#### Description of the task:
In the records below, locate the line containing "verge with one point per instance.", then output that line and all later lines exactly, through the last one.

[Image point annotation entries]
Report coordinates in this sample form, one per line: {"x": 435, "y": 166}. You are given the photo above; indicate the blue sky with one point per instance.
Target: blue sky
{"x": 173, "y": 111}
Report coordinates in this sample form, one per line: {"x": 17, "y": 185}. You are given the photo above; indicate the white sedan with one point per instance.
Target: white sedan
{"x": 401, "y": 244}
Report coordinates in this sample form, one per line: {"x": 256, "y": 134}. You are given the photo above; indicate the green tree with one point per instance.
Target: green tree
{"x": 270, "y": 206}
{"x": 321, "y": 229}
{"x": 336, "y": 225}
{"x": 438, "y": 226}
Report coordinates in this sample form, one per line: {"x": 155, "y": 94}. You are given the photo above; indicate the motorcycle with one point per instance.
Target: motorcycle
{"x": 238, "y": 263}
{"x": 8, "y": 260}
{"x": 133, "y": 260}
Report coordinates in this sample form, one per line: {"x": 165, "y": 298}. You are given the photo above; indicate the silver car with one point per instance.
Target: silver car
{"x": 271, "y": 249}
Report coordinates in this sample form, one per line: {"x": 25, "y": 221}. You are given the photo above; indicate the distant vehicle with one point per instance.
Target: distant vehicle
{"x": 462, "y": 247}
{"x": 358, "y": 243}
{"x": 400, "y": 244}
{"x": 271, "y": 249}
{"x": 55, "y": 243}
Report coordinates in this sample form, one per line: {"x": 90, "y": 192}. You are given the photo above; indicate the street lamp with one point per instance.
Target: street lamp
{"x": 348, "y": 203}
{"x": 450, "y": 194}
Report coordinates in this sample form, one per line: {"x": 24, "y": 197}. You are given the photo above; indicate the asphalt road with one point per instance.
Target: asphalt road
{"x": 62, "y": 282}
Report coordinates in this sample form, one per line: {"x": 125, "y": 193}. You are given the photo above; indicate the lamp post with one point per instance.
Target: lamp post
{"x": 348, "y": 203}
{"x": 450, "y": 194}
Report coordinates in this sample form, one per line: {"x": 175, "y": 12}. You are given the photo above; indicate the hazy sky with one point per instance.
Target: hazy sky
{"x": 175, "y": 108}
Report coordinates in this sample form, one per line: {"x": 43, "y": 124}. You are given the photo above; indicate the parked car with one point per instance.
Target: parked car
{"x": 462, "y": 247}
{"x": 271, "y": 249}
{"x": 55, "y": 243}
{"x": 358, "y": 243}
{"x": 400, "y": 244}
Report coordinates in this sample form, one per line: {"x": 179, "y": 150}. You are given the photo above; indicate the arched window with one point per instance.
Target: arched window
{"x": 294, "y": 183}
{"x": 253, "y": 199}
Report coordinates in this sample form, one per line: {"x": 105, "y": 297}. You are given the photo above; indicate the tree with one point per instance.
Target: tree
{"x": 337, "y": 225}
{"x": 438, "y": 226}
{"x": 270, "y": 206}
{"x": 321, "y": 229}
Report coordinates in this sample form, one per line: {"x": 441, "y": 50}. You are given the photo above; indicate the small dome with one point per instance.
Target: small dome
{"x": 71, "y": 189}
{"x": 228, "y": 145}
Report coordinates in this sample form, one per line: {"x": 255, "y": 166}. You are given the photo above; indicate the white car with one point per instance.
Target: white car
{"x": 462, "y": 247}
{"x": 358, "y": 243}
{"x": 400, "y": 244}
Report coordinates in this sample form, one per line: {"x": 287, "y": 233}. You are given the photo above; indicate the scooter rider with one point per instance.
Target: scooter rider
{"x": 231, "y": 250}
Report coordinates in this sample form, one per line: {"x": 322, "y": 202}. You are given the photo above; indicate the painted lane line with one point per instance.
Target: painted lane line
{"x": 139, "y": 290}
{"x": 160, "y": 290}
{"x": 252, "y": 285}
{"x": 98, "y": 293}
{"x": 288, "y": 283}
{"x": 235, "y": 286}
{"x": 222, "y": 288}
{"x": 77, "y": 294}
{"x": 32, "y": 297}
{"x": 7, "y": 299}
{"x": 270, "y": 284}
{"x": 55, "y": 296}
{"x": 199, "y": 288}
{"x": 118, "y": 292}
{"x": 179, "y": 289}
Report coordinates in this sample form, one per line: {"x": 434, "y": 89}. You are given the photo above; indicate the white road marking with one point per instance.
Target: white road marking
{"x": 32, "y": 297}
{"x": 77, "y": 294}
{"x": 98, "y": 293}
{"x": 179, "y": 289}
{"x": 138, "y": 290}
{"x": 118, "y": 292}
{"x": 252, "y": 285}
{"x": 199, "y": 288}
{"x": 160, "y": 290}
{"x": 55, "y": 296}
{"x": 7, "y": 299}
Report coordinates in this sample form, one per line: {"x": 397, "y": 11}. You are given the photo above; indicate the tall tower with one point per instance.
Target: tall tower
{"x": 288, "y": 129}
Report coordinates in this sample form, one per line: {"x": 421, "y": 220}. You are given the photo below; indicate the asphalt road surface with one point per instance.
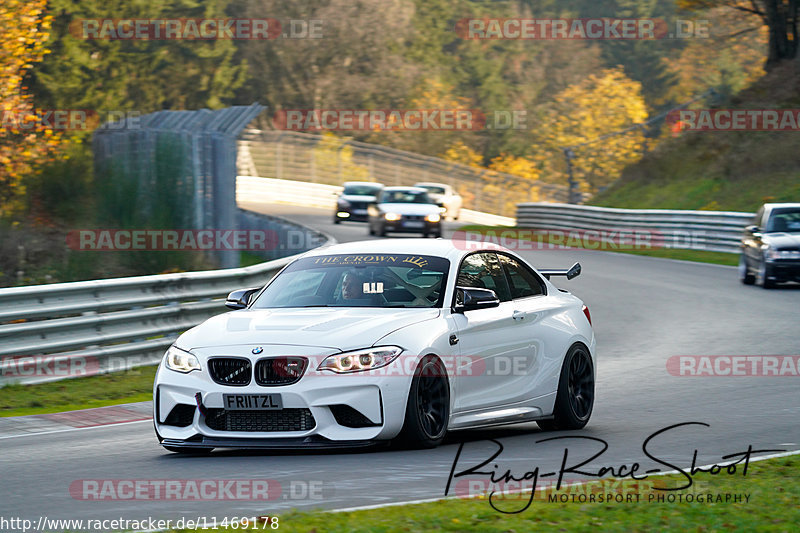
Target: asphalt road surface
{"x": 644, "y": 311}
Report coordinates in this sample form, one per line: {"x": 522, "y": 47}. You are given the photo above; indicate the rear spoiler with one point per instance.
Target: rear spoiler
{"x": 573, "y": 272}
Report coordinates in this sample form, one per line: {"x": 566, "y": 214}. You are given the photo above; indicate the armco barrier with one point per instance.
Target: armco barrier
{"x": 63, "y": 330}
{"x": 718, "y": 231}
{"x": 270, "y": 190}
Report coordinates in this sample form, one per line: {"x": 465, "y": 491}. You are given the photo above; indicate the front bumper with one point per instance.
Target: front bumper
{"x": 782, "y": 270}
{"x": 335, "y": 410}
{"x": 356, "y": 213}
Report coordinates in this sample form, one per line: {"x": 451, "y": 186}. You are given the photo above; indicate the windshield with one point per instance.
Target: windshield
{"x": 369, "y": 280}
{"x": 433, "y": 189}
{"x": 405, "y": 197}
{"x": 361, "y": 190}
{"x": 786, "y": 220}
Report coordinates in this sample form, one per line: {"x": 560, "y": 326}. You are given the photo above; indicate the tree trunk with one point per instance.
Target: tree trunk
{"x": 781, "y": 18}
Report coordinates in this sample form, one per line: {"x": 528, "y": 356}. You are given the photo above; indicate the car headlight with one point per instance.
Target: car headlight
{"x": 181, "y": 361}
{"x": 783, "y": 254}
{"x": 360, "y": 360}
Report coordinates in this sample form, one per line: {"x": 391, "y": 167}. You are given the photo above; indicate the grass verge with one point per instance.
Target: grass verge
{"x": 771, "y": 485}
{"x": 521, "y": 239}
{"x": 134, "y": 385}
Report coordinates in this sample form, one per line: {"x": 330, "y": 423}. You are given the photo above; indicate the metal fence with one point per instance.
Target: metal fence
{"x": 172, "y": 169}
{"x": 333, "y": 161}
{"x": 65, "y": 330}
{"x": 718, "y": 231}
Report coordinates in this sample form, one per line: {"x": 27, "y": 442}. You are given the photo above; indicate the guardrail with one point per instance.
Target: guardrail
{"x": 64, "y": 330}
{"x": 717, "y": 231}
{"x": 332, "y": 161}
{"x": 302, "y": 193}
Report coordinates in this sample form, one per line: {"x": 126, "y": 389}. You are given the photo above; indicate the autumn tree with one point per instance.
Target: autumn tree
{"x": 780, "y": 16}
{"x": 24, "y": 138}
{"x": 730, "y": 59}
{"x": 585, "y": 117}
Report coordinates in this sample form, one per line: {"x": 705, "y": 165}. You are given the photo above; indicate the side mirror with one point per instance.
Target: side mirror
{"x": 471, "y": 298}
{"x": 240, "y": 298}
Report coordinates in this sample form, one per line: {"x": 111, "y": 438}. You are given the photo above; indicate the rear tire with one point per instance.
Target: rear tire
{"x": 744, "y": 273}
{"x": 428, "y": 407}
{"x": 575, "y": 396}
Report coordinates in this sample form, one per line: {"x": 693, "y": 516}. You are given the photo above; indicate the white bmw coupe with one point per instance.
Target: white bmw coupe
{"x": 379, "y": 340}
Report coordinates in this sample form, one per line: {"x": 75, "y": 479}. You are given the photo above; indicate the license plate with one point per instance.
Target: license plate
{"x": 235, "y": 402}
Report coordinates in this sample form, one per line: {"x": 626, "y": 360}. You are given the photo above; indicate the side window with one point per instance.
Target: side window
{"x": 522, "y": 281}
{"x": 484, "y": 272}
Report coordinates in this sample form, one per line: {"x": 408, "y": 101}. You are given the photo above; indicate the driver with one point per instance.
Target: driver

#### Full output:
Report coordinates in this sample form, one per line: {"x": 391, "y": 167}. You are given the photo above; indicate the grass verge with one point per instance.
Target: grass verge
{"x": 771, "y": 485}
{"x": 521, "y": 239}
{"x": 134, "y": 385}
Report coordinates in this sample form, one per line: {"x": 330, "y": 423}. You are given the photo above; indicate the metal fence with one point per instance.
Target: metal fence
{"x": 172, "y": 169}
{"x": 333, "y": 161}
{"x": 65, "y": 330}
{"x": 718, "y": 231}
Report coordinates in this sample form, one per line: {"x": 27, "y": 442}. You are given the photo above; indicate the guardrail with one point per instance.
Target: guardrail
{"x": 64, "y": 330}
{"x": 717, "y": 231}
{"x": 332, "y": 161}
{"x": 302, "y": 193}
Report coordinates in this sample form, one per line: {"x": 126, "y": 389}. You are given the photo above; indicate the autumn tree with one point per instance.
Target: autumn tree
{"x": 780, "y": 16}
{"x": 24, "y": 138}
{"x": 730, "y": 59}
{"x": 585, "y": 117}
Report coordinates in this sample form, one per line: {"x": 705, "y": 165}. You are given the photo above; indicate the side mirror with one point per instance.
Target: side mirror
{"x": 471, "y": 298}
{"x": 240, "y": 298}
Report coordinates in this sample form, one per line: {"x": 111, "y": 438}. You are given the photo above; indicate the rear tire with one point per instance.
Target: rear tire
{"x": 744, "y": 273}
{"x": 428, "y": 407}
{"x": 575, "y": 396}
Report coordinates in this sample form, one per line: {"x": 693, "y": 516}. You are given the photo above; indicate the white bmw coupe with one point per instance.
Target: white bmw coupe
{"x": 379, "y": 340}
Report coordinates in this sample form, one per line: {"x": 75, "y": 479}. You are given the photo above; indicate the license plate with one point per instance.
Target: license plate
{"x": 235, "y": 402}
Report coordinates in this sample form, one per line: {"x": 626, "y": 360}. You are given the photo above; indicate the side window with one point per instance.
Target: side window
{"x": 522, "y": 281}
{"x": 484, "y": 272}
Report coordinates in this sample form, one per line: {"x": 408, "y": 101}. You are given the photo above; indicate the driver with one point per instance.
Target: driver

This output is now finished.